» SELECTED EXCERPT
----
Rustic furniture artist Barney Bellinger is the owner of Sampson Bog Studio, Mayfield, N.Y. It is an art studio where bark, twigs and natural materials are gathered into the hands of a craftsman inspired by the logging trails, wildlife refuges, fly fishing sites, and the Great Camps of the Adirondacks. Furniture created by Barney Bellinger has been exhibited at the National Museum of Wildlife Art, the Adirondack Museum, and the Ralph Kylloe Gallery, and appears in the permanent collections of the Orvis Company and the Smithsonian Institution.

Michael Graves has been at the forefront of architecture and design since he founded his firm in 1964. Michael Graves and Associates – the architecture and interior design practices, and Michael Graves Design Group – the product and graphic design group, have received more than 185 awards for design excellence. Design projects range from urban architecture to consumer products. Graves himself received the American Institute of Architect’s Gold Medal, the highest award bestowed on an individual as well as twelve honorary doctorates. He is a member of the American Academy of Arts and Letters.

The work of Furniture Artist Jason Henderson stands out for its ability to push the tradition of Adirondack style furniture into new and interesting design areas. His interpretation of rusticity is closely aligned with studio furniture and contemporary furniture design. His work has an “edge” and has earned a bit of notoriety. “Dining Chair” (2003) received the Most Original Design award at the Adirondack Museum’s Annual Rustic Fair and was purchased by the museum for the permanent collection. He was profiled by Adirondack Life magazine in 2006 in an article aptly called “Mr. Henderson Presents.” Henderson lives and works in the Lake George, N.Y. area.

Thomas Cardone has had a long career as an Art Director in the film industry. He spent thirteen years with The Walt Disney Company in Burbank, California before joining 20th Century Fox’ New York-based Blue Sky Studios in 2002. His most recent project has been art direction for “Dr. Seuss’s Horton Hears a Who!” which premiered in the spring of 2008. Among Cardone’s many film credits are “Ice Age: The Melt Down;” “Robots;” “Chicken Little;” “The Emperor’s New Groove;” and “Pocahontas.”
----
Coordinate annotation records
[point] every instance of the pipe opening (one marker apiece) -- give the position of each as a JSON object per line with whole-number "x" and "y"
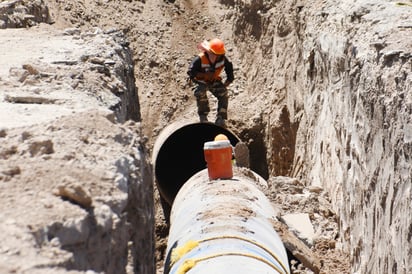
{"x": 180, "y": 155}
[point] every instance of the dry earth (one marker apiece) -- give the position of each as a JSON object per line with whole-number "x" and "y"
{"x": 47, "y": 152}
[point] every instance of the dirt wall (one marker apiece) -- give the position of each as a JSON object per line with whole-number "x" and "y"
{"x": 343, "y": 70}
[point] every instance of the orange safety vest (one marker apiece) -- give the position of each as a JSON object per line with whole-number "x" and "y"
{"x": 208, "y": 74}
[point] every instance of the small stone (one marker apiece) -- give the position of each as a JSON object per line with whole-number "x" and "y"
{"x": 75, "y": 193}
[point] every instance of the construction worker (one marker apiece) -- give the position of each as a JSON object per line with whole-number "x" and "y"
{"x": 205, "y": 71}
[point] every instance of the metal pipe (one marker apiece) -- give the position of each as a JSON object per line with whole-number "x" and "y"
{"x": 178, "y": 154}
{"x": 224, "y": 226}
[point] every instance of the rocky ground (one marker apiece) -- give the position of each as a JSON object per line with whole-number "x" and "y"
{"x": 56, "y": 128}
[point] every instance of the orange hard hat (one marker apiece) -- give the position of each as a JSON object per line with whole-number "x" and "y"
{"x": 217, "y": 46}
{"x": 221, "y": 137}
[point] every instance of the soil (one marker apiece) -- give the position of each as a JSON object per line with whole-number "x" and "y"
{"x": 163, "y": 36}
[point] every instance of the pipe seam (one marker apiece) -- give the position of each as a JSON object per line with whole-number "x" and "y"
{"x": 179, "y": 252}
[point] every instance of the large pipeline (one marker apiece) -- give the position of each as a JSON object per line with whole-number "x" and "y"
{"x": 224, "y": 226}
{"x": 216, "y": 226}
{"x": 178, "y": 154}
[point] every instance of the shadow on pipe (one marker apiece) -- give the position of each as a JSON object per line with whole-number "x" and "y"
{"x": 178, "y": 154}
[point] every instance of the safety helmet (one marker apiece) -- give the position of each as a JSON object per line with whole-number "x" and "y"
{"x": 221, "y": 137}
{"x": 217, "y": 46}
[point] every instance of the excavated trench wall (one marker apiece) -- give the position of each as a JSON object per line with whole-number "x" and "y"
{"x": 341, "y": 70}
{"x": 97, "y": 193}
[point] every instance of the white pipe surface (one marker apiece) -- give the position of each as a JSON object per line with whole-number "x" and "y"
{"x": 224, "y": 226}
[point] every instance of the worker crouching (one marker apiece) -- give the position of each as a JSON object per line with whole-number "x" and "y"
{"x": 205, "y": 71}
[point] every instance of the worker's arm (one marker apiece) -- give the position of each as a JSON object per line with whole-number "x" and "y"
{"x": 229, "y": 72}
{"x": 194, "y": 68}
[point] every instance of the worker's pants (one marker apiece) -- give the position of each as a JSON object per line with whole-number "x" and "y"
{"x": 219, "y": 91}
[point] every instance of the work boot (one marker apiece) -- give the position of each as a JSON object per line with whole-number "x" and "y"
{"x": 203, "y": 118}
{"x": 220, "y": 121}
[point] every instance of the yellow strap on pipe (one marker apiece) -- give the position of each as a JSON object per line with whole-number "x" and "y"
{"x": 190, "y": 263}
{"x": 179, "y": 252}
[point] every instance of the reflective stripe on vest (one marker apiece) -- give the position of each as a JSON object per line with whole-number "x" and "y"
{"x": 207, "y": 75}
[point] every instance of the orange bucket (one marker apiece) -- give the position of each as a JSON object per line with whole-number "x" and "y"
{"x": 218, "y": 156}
----
» GIVEN TASK
Answer these questions from the artist profiles above:
(a) In what town is Sampson Bog Studio located?
(b) In what year did Michael Graves found his firm?
(c) What award did Jason Henderson's "Dining Chair" receive?

» RESPONSE TO THE TASK
(a) Mayfield, N.Y.
(b) 1964
(c) The Most Original Design award at the Adirondack Museum's Annual Rustic Fair